Aim:
Each line of the material must be repeated precisely, with the pictures left out.

## begin Data

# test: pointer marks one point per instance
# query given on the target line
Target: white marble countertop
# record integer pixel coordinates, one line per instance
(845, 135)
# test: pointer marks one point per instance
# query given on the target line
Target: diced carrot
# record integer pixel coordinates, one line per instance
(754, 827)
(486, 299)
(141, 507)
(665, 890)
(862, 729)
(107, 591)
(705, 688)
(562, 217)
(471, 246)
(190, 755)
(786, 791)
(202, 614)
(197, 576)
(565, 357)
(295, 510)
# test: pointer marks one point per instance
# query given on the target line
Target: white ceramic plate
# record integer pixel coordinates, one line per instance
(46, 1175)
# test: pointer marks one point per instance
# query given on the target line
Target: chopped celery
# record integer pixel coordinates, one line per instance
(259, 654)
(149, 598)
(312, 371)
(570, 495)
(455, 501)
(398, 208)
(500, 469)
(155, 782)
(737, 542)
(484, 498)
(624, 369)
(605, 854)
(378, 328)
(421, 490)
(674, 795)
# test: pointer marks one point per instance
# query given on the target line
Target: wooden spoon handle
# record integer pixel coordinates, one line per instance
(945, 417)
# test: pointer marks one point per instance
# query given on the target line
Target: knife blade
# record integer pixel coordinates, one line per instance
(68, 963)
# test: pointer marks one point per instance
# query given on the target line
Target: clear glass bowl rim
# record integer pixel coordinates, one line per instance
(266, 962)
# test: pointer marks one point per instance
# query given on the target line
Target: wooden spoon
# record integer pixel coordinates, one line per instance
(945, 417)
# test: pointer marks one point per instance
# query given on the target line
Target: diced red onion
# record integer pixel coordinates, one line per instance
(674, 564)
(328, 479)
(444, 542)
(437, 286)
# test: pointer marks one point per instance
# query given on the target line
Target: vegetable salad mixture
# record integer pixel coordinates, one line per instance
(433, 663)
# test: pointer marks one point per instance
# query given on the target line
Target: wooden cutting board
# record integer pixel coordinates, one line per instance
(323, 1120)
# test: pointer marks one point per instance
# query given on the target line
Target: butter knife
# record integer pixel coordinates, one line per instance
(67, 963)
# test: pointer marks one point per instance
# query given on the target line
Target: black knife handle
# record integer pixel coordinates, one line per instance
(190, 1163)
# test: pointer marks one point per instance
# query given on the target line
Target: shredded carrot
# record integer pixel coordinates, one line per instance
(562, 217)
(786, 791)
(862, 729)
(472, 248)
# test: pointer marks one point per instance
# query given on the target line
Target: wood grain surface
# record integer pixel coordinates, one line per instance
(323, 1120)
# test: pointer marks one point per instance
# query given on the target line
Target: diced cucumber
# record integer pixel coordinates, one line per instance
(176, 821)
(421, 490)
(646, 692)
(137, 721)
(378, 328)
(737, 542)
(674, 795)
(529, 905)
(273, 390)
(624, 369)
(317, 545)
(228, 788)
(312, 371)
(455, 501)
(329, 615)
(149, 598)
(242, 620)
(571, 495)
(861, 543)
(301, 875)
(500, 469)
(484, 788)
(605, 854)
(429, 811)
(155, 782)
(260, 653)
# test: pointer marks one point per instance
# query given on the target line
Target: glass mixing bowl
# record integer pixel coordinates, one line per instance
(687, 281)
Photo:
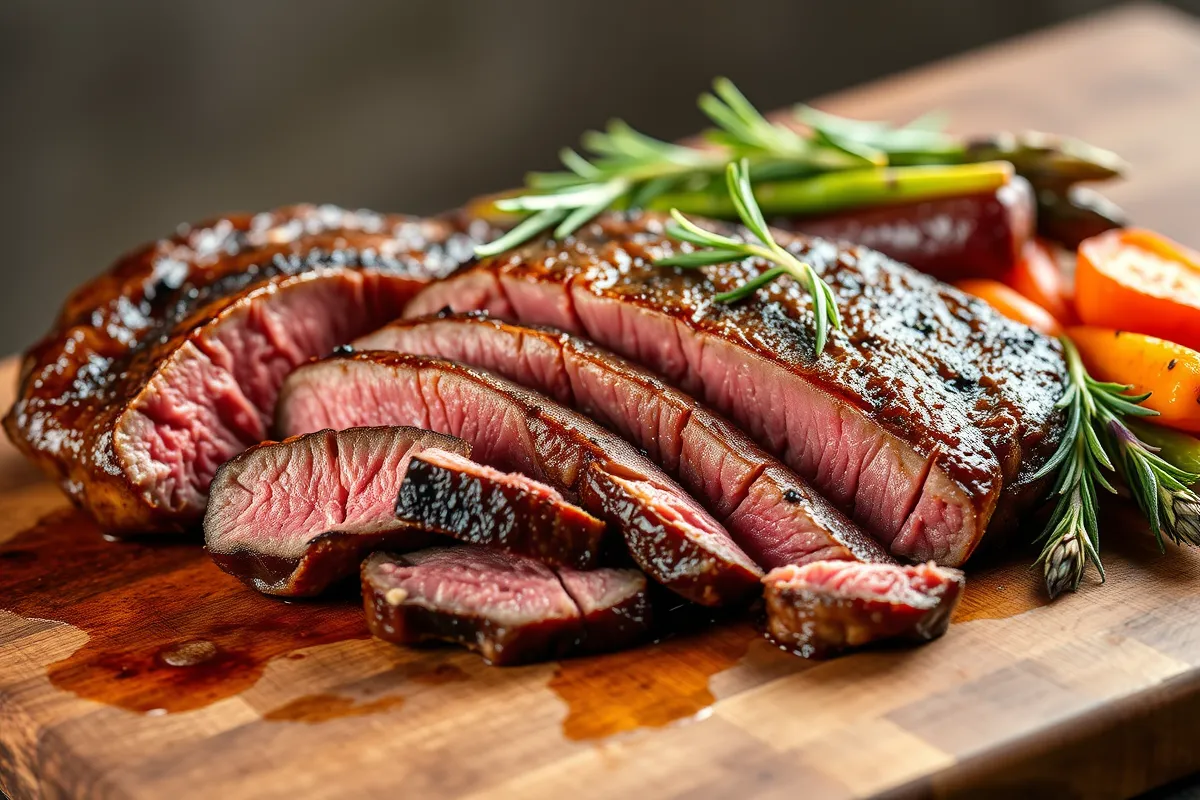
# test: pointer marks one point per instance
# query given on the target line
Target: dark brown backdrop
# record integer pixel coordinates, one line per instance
(124, 118)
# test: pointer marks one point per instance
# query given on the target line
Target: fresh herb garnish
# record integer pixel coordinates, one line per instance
(1097, 441)
(723, 250)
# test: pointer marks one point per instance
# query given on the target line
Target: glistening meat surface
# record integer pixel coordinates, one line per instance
(826, 607)
(453, 495)
(511, 428)
(168, 365)
(773, 515)
(510, 608)
(924, 419)
(293, 517)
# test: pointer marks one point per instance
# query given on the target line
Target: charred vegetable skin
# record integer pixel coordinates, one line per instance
(972, 235)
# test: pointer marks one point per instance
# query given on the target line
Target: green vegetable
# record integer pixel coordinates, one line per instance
(723, 250)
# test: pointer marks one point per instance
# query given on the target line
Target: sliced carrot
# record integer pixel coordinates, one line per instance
(1169, 371)
(1038, 277)
(1140, 281)
(1012, 304)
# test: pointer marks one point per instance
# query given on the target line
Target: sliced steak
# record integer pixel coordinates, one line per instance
(163, 368)
(453, 495)
(924, 419)
(511, 428)
(951, 238)
(292, 517)
(510, 608)
(826, 607)
(772, 513)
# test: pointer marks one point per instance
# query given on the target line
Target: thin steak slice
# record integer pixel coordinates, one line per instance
(826, 607)
(453, 495)
(293, 517)
(168, 365)
(925, 417)
(510, 608)
(511, 428)
(772, 513)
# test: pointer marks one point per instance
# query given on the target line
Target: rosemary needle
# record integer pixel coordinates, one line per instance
(721, 250)
(1098, 443)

## end Data

Task response:
# test: pointer marks one point per instance
# query given on the target line
Target: white marble countertop
# record integer pixel coordinates, one line per instance
(845, 135)
# test: pointer marks one point per instance
# query given on the target line
Target: diced carrot
# record integer pixel coordinates, one line per instance
(754, 827)
(486, 299)
(141, 507)
(665, 890)
(862, 729)
(107, 591)
(705, 688)
(562, 217)
(471, 246)
(190, 755)
(786, 791)
(202, 614)
(197, 576)
(565, 357)
(295, 510)
# test: pointer marks one point per instance
# query given on the target line
Target: white ceramic plate
# record integer pixel coordinates, one line per instance
(46, 1175)
# test: pointer marks one point per instance
# query given on the target line
Target: chopped celery
# record integer pixel coordinates, one line per instance
(259, 654)
(149, 598)
(312, 371)
(570, 495)
(455, 501)
(398, 208)
(500, 469)
(155, 782)
(737, 542)
(484, 498)
(624, 369)
(605, 854)
(378, 328)
(421, 490)
(674, 795)
# test: pointer marks one point per instance
# query given on the target line
Target: wooden spoon handle
# record integer pixel coordinates, one line per instance
(945, 417)
# test: pointer marks one point per instance
# query given on the target line
Target: knife blade
# record integer pixel coordinates, one line per instance
(68, 963)
# test: pointer marks one point per instance
# query given on the target line
Target: clear glass bowl rim
# record integer pixel coordinates, one line per instance
(266, 962)
# test: pointer marks one point per instance
# query given on the target line
Target: wooden spoon
# record integer pixel coordinates, one line per instance
(945, 417)
# test: pointer marks one point per instance
# query given on the target line
Target: diced red onion
# record integer pixel coordinates, one line per instance
(674, 564)
(328, 479)
(444, 542)
(437, 286)
# test: pointer marks one point per instance
# query given on the target line
Target: vegetable salad mixture
# record integer pixel coordinates, one line per instance
(433, 663)
# test: pointer marks one point per instance
# query given on the target line
Target: wooden cutting board
# record integer pixel coordinates, one line per instance
(323, 1120)
# test: pointer marks one point per instance
# query given on the target line
Target: butter knife
# record integer pixel coordinates, one line per instance
(67, 963)
# test: pointer marks one point per instance
# query given on the target line
Target: black knife handle
# record integer pixel coordinates, one line per instance
(190, 1163)
# test: pointer marks one point per instance
# query given on the target line
Target: shredded carrot
# record integer pixel coordinates, one line per instance
(562, 217)
(786, 791)
(862, 729)
(472, 248)
# test: pointer marks one point per instance
# query given on the target line
Target: wood grain surface
# record integer pixel coordinates, one line per instance
(323, 1120)
# test: pointer marks one point per instance
# query given on the target line
Target: diced cucumber
# record integer pixel coordinates, one line per instance
(176, 821)
(421, 490)
(646, 692)
(137, 721)
(378, 328)
(737, 542)
(674, 795)
(529, 905)
(273, 390)
(624, 369)
(317, 545)
(228, 788)
(312, 371)
(455, 501)
(329, 615)
(149, 598)
(242, 620)
(571, 495)
(861, 543)
(301, 875)
(500, 469)
(484, 788)
(605, 854)
(429, 811)
(155, 782)
(260, 653)
# test: pointer marks one point per instance
# query given on the target line
Target: glass mixing bowl
# record integer pixel coordinates, one line per instance
(687, 281)
Photo:
# test: pointer marks one point per instance
# query given on the target line
Target: dark brown backdrop
# record integer pixel coordinates, one line per instance
(124, 118)
# test: pointer marks one point per instance
# query given on the target line
Target: fresh herb garnish
# record integer pixel coordinates, one line per instance
(1097, 441)
(723, 250)
# test: pointer marks one point per instance
# query given on the target line
Target: glistening meat surface
# record integer pixel coordinates, one line per instance
(826, 607)
(453, 495)
(511, 428)
(168, 365)
(773, 515)
(510, 608)
(924, 419)
(293, 517)
# test: pointer marks one point per instance
# query given on the target line
Target: charred vegetable skin
# record integer pixel coordinates, one line per instance
(972, 235)
# test: pointer marks one point per instance
# query given on the target line
Target: green vegetable
# record integer pixel coordinates, one line per instance
(723, 250)
# test: pointer marks one point per instance
# query given on the target line
Target: sliced carrot
# record integer pixel coordinates, one line per instance
(1169, 371)
(1038, 277)
(1140, 281)
(1012, 304)
# test: pointer marks one point per instance
# query given on the target line
Target: sliced steak
# record integer pixel coordinates, one line per instance
(163, 368)
(453, 495)
(924, 419)
(511, 428)
(951, 238)
(292, 517)
(510, 608)
(826, 607)
(772, 513)
# test: pointer marks one point per instance
# query given on the target line
Target: thin steak slice
# record integer pixel coordinates, one line per instance
(826, 607)
(453, 495)
(293, 517)
(168, 365)
(925, 417)
(510, 608)
(511, 428)
(772, 513)
# test: pointer marks one point per instance
# query given on the target line
Target: rosemary needle
# record integer pixel coordinates, one line per instance
(721, 250)
(1098, 443)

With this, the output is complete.